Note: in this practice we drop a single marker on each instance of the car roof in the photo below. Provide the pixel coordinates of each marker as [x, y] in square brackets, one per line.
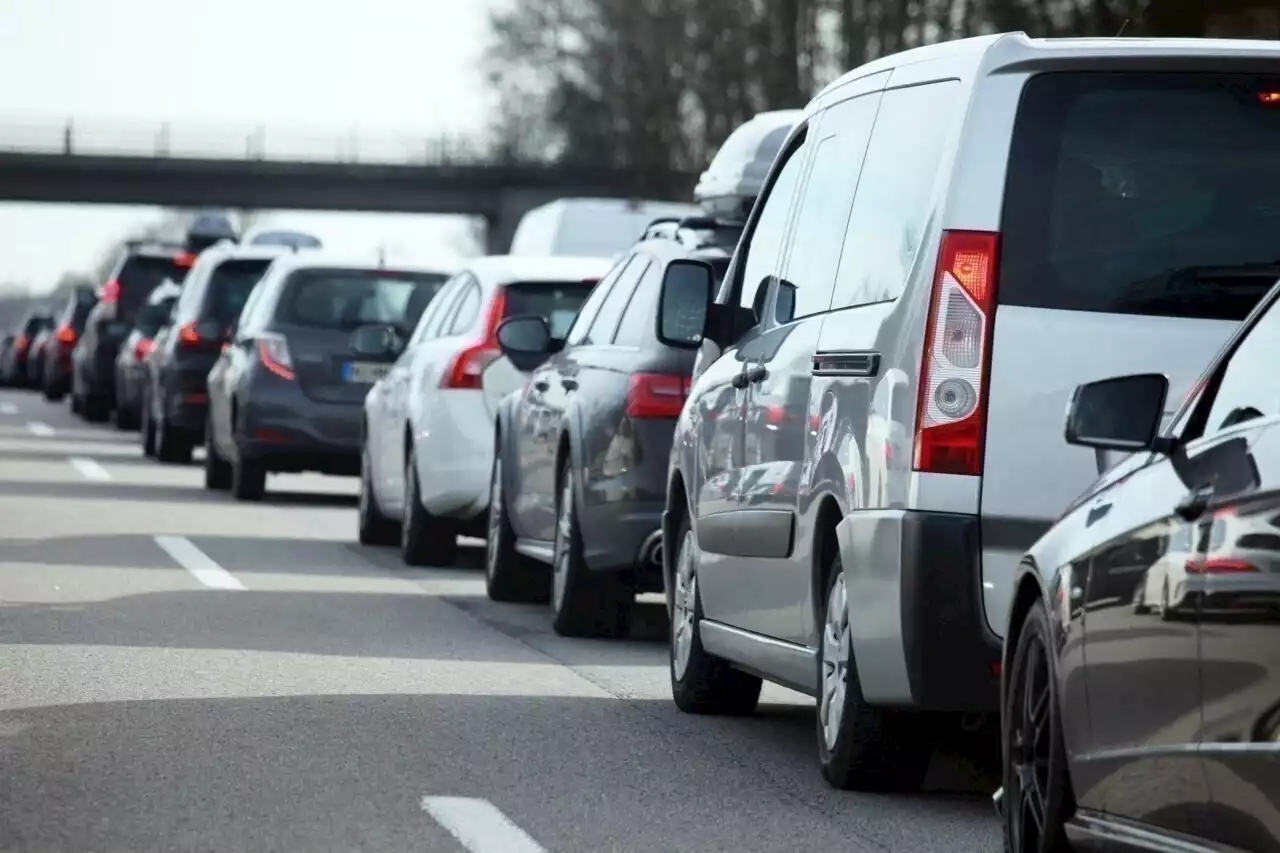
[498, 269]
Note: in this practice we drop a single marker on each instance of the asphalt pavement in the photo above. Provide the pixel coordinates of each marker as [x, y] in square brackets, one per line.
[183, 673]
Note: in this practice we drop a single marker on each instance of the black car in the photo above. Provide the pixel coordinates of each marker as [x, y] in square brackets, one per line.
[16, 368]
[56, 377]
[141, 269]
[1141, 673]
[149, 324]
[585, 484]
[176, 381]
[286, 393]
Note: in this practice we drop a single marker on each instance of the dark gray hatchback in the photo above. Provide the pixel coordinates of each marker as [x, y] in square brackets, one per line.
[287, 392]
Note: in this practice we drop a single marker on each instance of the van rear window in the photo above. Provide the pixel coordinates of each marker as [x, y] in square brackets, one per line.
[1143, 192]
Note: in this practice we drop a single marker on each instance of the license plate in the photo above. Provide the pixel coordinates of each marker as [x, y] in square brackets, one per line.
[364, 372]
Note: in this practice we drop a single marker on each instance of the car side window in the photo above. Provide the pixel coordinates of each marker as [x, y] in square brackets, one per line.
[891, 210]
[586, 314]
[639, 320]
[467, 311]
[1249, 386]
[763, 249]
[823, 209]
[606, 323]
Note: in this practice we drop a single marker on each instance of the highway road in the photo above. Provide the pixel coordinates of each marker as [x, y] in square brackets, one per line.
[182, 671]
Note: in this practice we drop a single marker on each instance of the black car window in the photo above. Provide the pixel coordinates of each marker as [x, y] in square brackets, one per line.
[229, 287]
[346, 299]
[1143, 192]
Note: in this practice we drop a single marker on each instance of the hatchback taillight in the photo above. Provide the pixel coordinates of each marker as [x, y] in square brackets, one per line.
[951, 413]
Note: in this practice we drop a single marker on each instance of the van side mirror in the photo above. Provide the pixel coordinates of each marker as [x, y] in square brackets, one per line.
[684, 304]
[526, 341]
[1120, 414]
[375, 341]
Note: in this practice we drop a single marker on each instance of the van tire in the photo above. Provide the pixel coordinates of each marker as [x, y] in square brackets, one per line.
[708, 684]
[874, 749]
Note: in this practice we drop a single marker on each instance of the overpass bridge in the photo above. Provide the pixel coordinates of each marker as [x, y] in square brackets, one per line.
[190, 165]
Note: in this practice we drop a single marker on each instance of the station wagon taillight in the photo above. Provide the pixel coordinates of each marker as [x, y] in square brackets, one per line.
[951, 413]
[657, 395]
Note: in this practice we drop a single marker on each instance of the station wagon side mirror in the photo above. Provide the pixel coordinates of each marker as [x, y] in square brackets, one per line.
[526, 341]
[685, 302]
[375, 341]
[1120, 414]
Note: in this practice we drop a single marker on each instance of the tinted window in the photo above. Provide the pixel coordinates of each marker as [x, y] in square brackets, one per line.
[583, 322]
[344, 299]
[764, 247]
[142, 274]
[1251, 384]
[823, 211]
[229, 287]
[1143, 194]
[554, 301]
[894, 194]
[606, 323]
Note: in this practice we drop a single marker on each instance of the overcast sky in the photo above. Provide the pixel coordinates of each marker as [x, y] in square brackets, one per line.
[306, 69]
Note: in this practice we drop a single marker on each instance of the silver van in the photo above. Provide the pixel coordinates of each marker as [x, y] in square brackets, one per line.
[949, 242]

____________

Task description:
In the listing above, find the line with "of the overcast", then copy it and every later line exactly, through the last line, and nothing else.

Task output:
Note: in this practice we drop a single marker on each instance of the overcast sky in the photo above. Provide the pixel coordinates of each marker as [x, y] in square brackets, one per line.
[306, 69]
Note: in this practice we drop a single marker on each instance of the silver van in the photo above. Provide the pixel coordinates of each marker as [x, y] in square brackets, one per line.
[949, 242]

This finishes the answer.